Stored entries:
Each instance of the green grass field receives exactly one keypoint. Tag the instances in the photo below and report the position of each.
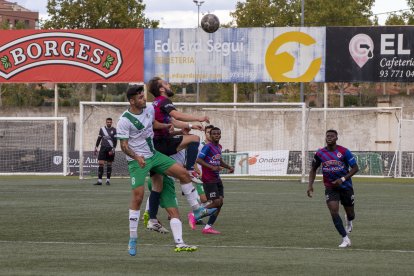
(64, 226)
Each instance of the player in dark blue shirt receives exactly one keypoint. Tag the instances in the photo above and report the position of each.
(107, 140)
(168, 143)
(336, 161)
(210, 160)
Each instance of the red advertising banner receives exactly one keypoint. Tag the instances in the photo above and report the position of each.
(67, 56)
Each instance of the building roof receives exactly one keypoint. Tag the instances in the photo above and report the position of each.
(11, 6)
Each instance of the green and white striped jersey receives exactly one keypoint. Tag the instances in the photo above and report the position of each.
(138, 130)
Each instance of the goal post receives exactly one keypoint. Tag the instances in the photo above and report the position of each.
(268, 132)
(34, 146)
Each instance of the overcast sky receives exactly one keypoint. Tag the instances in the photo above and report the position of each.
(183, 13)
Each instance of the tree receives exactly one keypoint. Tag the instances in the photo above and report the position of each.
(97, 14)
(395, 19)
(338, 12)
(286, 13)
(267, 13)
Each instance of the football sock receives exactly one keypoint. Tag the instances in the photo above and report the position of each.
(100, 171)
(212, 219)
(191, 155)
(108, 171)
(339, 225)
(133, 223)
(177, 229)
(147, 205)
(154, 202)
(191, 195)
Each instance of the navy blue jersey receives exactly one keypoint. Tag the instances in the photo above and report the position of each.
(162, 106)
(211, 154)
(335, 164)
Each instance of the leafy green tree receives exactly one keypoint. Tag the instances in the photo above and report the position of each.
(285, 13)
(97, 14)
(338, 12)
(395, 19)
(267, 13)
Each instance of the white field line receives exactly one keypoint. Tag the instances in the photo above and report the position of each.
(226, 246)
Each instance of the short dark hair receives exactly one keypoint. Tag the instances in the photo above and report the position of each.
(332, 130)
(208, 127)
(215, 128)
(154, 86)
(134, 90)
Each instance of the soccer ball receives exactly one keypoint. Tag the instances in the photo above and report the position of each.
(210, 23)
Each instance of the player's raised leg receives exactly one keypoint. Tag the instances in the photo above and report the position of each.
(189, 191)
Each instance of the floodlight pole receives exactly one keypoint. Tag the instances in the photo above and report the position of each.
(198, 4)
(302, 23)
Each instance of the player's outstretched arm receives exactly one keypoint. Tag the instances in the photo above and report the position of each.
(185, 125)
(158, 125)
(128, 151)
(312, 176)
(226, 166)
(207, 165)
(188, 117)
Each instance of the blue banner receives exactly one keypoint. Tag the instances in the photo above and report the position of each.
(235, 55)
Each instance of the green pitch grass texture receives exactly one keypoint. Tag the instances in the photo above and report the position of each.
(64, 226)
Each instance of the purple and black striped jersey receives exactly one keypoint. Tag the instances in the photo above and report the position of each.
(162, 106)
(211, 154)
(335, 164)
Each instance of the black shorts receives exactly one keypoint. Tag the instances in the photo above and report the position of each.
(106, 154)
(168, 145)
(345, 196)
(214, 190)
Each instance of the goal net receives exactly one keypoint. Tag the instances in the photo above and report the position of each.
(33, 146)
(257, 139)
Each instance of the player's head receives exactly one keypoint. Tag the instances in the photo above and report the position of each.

#### Task to complete
Update every item above by replacing "keypoint" with "point" wherever it appears, and keep everything else unchanged. Leave the pictures out of your answer.

#### Full response
Each instance of the green grass field receives exactly one point. Tag the instances in the photo below and report the position of each.
(64, 226)
Each instance of the player in dark blue shirt receives exactly one point. Tag the instances in the photo above and report the position of each.
(107, 140)
(168, 143)
(336, 161)
(210, 160)
Each instance of the red advertising banner receives exactly one point. Tag the instances in the photo above and report the position of each.
(67, 56)
Each instance of the building roof receives exactly one point. Tag the instances in the photo above and report the position of each.
(11, 6)
Each instance of the green and white striped jersey receives exactly one point. Tag the instances in the photo above and report the position of each.
(138, 130)
Each instance of the goal post receives exactly one point. Tag the instances in the photo above and report the position of each.
(268, 132)
(34, 146)
Each instance of the overcast sky receives exactly one point. Tag the instances in the photo above and report the position of each.
(183, 13)
Each instance of the tree receives exactly one point. Tag the instances in the photo above and report the position of each.
(97, 14)
(395, 19)
(338, 12)
(286, 13)
(267, 13)
Each instance of the football sock receives exactly one point. Tag the instances in the photo above and report the position of each.
(100, 171)
(212, 219)
(191, 155)
(108, 171)
(339, 225)
(133, 223)
(177, 229)
(147, 205)
(154, 202)
(191, 195)
Each instance of the navy blue jersey receives exactly one point. Tag the instances in the photo above and report the position of each.
(162, 106)
(211, 154)
(335, 164)
Each instance of the leafy green tree receives exactly one point. Tag the instances in the photo above and report the position of each.
(285, 13)
(97, 14)
(338, 12)
(395, 19)
(267, 13)
Each instance of the white field line receives exactly one point. Tag the instances in the photo above and report the position of each.
(226, 246)
Each instance of the short dark hair receives exactly one point. Tag the instances in the photo above and report the position of each.
(332, 130)
(208, 127)
(215, 128)
(154, 86)
(134, 90)
Each instance of the soccer ball receives exactly one point. Tag the instances in the photo above and report the position of each.
(210, 23)
Each instance of the player's raised leg receives exactly one point. Tag the instances in the photo above and report the position of each.
(189, 191)
Each instance of the floodlight pole receives exactly one point. Tag the instances in the photo above and report the position of each.
(198, 4)
(302, 23)
Each instance of the player's outstretched arm receives exactly one point. Tag the instances in the photo above and report the position of each.
(185, 125)
(158, 125)
(128, 151)
(312, 176)
(226, 166)
(207, 165)
(188, 117)
Each instance of the blue banner receives exactly one point. Tag the instances in the photo above and report the position of each.
(235, 55)
Each instance of the green pitch grass texture receives exactly one point. Tag the instances in the photo above and report the position of each.
(64, 226)
Each instance of the purple and black striped jersey receives exactly one point. Tag the instances in the photo above and report the position of each.
(162, 106)
(211, 154)
(335, 164)
Each instance of the black shorts receives exactly one point. Tag the instances in the photo above and report the position of each.
(106, 154)
(168, 145)
(345, 196)
(214, 190)
Each instance of the goal net receives exactly one point. Tag the instances in the photo above and report the position of each.
(33, 146)
(257, 139)
Each instance of the player's head receives exactly one point. Tag the instances in the photo above and report the position of each.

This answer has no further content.